Request
Retype precisely the section of the data that starts at the line containing "Please place a point on the girl's lips" and runs to its final line, ends included.

(Dataset excerpts on object pointing)
__________

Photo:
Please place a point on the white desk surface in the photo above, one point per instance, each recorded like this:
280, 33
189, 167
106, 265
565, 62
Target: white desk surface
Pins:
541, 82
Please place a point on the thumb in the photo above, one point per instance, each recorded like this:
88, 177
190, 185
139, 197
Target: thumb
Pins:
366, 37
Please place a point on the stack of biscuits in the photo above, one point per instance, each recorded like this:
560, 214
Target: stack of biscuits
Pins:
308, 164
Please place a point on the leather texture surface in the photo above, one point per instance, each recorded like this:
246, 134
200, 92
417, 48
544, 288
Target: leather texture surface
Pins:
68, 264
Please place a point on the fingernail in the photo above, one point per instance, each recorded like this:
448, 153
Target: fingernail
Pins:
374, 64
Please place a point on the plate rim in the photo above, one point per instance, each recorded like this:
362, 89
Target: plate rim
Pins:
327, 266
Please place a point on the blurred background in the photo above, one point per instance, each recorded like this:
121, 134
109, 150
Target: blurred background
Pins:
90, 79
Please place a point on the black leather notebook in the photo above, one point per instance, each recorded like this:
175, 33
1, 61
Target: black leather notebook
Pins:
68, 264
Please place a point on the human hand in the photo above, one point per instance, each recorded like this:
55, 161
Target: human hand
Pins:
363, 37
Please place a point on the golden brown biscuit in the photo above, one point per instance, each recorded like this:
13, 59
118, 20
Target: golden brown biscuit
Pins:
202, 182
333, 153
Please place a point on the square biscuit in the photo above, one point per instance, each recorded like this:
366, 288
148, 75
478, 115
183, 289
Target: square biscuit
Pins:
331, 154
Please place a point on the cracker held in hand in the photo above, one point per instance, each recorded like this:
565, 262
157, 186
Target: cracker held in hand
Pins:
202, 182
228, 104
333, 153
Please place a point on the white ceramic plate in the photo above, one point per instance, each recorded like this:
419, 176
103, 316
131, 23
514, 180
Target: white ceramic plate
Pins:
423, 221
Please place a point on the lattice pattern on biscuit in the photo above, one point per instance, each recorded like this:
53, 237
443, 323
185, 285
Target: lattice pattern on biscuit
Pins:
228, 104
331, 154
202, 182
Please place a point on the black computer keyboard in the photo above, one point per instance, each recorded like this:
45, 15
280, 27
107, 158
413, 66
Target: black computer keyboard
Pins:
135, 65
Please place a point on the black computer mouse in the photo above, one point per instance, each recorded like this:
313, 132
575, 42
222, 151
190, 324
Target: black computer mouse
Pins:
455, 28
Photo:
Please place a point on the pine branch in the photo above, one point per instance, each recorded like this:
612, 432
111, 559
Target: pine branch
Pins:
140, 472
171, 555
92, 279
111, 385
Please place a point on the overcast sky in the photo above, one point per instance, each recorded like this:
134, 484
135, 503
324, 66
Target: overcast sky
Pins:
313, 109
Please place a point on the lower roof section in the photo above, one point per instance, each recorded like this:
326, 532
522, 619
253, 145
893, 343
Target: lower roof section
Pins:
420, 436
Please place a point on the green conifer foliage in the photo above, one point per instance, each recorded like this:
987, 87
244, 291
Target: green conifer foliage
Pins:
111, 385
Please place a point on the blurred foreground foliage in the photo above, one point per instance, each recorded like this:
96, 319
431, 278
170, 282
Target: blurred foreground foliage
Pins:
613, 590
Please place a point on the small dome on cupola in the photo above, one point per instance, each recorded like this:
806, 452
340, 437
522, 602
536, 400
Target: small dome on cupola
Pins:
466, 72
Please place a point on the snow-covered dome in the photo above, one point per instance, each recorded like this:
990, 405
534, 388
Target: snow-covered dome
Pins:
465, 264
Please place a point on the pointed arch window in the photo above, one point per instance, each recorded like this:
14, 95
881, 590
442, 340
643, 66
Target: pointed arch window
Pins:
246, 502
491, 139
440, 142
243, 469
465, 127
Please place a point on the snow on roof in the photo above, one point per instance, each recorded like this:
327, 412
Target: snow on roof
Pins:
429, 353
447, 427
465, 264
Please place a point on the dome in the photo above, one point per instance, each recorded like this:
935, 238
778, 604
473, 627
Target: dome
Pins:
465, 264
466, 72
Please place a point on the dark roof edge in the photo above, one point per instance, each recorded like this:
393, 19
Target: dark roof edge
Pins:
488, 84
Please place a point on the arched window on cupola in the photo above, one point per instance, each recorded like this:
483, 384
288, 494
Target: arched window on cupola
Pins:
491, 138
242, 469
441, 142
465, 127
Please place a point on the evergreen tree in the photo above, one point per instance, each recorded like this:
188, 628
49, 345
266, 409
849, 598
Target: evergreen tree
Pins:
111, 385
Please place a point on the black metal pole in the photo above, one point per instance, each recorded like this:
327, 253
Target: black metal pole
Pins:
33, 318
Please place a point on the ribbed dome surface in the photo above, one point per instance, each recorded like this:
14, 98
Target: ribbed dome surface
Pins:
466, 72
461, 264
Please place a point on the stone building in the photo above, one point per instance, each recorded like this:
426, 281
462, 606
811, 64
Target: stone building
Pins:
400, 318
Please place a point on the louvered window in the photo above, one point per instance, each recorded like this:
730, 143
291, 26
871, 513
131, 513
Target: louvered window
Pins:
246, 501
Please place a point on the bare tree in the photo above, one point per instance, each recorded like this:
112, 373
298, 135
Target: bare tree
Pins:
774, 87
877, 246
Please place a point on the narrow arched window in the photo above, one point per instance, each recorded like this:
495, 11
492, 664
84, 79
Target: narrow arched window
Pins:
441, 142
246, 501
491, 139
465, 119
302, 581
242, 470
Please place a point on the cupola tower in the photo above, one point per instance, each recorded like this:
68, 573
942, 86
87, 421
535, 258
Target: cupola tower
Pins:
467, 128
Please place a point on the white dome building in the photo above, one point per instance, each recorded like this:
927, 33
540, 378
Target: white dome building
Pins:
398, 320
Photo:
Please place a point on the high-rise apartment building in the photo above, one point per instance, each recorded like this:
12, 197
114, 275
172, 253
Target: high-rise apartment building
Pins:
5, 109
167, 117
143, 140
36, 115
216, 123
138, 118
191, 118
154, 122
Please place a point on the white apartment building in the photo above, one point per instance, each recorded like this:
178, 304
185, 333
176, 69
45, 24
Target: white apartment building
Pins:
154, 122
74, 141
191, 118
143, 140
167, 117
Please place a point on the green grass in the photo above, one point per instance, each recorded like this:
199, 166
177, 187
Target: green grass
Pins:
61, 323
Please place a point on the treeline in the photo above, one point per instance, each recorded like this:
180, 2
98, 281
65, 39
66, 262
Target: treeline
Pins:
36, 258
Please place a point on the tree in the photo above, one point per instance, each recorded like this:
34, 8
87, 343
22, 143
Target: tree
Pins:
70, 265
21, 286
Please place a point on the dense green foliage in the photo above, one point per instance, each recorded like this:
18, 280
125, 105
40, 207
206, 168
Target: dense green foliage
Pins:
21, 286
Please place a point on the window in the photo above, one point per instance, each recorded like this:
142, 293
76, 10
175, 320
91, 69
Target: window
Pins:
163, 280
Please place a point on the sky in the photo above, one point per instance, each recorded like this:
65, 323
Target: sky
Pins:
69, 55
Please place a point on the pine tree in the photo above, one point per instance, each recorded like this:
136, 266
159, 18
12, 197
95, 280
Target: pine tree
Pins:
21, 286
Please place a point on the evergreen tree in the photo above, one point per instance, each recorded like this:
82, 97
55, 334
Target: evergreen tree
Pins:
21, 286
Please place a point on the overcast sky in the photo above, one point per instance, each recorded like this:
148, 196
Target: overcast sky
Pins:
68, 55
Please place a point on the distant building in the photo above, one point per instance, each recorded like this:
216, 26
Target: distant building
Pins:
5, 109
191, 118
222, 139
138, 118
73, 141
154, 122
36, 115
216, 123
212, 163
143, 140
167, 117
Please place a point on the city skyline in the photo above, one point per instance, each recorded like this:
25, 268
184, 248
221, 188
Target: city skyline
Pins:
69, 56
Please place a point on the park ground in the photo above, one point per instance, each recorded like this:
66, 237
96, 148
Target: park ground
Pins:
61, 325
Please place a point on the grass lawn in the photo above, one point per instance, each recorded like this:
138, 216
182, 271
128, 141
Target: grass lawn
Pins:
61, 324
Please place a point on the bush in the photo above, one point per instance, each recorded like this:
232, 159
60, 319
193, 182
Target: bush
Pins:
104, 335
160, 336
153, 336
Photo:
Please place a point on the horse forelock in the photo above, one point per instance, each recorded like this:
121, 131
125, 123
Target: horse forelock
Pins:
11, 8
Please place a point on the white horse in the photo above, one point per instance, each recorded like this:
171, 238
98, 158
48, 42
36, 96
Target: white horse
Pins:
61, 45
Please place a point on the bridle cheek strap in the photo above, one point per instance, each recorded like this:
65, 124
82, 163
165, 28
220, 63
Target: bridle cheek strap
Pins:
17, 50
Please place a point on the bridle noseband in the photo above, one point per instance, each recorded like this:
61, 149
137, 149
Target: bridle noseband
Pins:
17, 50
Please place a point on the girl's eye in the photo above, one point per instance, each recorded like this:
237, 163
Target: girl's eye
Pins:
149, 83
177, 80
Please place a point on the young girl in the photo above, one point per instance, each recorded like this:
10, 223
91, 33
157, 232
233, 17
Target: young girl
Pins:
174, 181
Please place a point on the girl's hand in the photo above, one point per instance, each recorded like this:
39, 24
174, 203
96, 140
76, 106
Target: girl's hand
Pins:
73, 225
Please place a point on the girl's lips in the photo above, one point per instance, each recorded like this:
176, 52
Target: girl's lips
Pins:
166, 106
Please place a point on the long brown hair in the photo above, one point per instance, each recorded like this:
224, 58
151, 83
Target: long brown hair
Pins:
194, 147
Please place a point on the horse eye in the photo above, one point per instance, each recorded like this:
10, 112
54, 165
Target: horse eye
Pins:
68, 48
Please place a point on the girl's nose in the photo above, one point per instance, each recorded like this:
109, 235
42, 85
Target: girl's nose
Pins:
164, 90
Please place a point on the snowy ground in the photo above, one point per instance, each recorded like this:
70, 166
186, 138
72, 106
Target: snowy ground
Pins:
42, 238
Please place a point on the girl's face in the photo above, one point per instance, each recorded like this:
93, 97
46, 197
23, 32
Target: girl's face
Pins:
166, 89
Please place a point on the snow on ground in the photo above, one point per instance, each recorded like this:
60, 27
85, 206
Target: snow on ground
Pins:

__________

Written reply
Please place a point on the girl's lips in the photo above, one point per instance, each recorded like this:
176, 52
Target: girl's lips
Pins:
166, 106
Please place a point on the long brown hair in the photo above, one point per instance, each recorded like this:
224, 58
151, 83
Target: long brown hair
Pins:
194, 147
Please place a point on the horse eye in the photo above, one point per instance, each recorded like this:
10, 112
54, 165
Target: horse eye
Pins:
68, 48
Please place a point on the girl's nose in the photo above, one point per instance, each recorded like this:
109, 235
42, 85
Target: girl's nose
Pins:
164, 90
Please place a point on the snowy ground in the photo above, one point per instance, each recorded like this:
70, 166
186, 138
72, 106
Target: snowy ground
Pins:
42, 238
Please place a point on the girl's face in the photo above, one point per instance, each recorded like this:
93, 97
46, 197
23, 32
Target: girl's face
Pins:
166, 89
Please place a point on the snow on ground in the photo above, one point per instance, each recorded like this:
60, 27
85, 206
Target: snow on ground
Pins:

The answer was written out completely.